_Directions_:
- A) In the guardianship text, what can parents sign when a child will stay with you only a few weeks or months?
- B) Translate this sentence from the guardianship text into Spanish: "Without such an order you may find it impossible to register the child at school and to obtain medical care on a regular and/or emergency basis."
- C) Turn the paragraph in the guardianship text beginning "If a child is only staying with you" into a short bulleted list that keeps its main facts.

_Text provided_:
Content starts

The child needs a guardian but his parents disagree. What should we do?

Because not all guardianships involve children whose parents are deceased we can’t speak about guardianship without acknowledging that sometimes the child’s parent(s) may nominate you to serve as guardian and then, after you have been appointed, resent the fact that you are the guardian. They can become hostile, antagonistic and/or interfering. Quite often it is the child who is hurt when the parents behave in such an antagonistic, interfering and hostile manner and most guardians recognize that they owe it to the child to stand up to the bullying from parents who are unable to parent but are reluctant to let go of their control over the child.

Do I need to be a guardian if the child is staying with me?

If a child is only staying with you for a few weeks or months (while his or her parents are on vacation or on an extended trip) you do not need a formal guardianship. There are legal papers which can be signed by the parents authorizing you to consent to emergency health services for the child. But if you plan on taking care of the child for a period in excess of two or three months you will probably find it necessary to seek court appointed guardianship. Without such an order you may find it impossible to register the child at school and to obtain medical care on a regular and/or emergency basis.

Content ends

_Supplied data_:
Content starts

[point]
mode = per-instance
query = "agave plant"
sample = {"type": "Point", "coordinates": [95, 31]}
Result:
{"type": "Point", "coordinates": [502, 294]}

Content ends

_Your written answers_:
- A) Legal papers authorizing you to consent to emergency health services for the child.

- B) Sin dicha orden, es posible que le resulte imposible inscribir al niño en la escuela y obtener atención médica de forma regular y/o de emergencia.

- C)
- A stay of a few weeks or months, such as while the parents are on vacation or an extended trip, does not require formal guardianship.
- The parents can sign legal papers authorizing you to consent to emergency health services for the child.
- Caring for the child longer than two or three months will probably make court-appointed guardianship necessary.
- Without a court order, you may be unable to register the child at school or obtain regular or emergency medical care.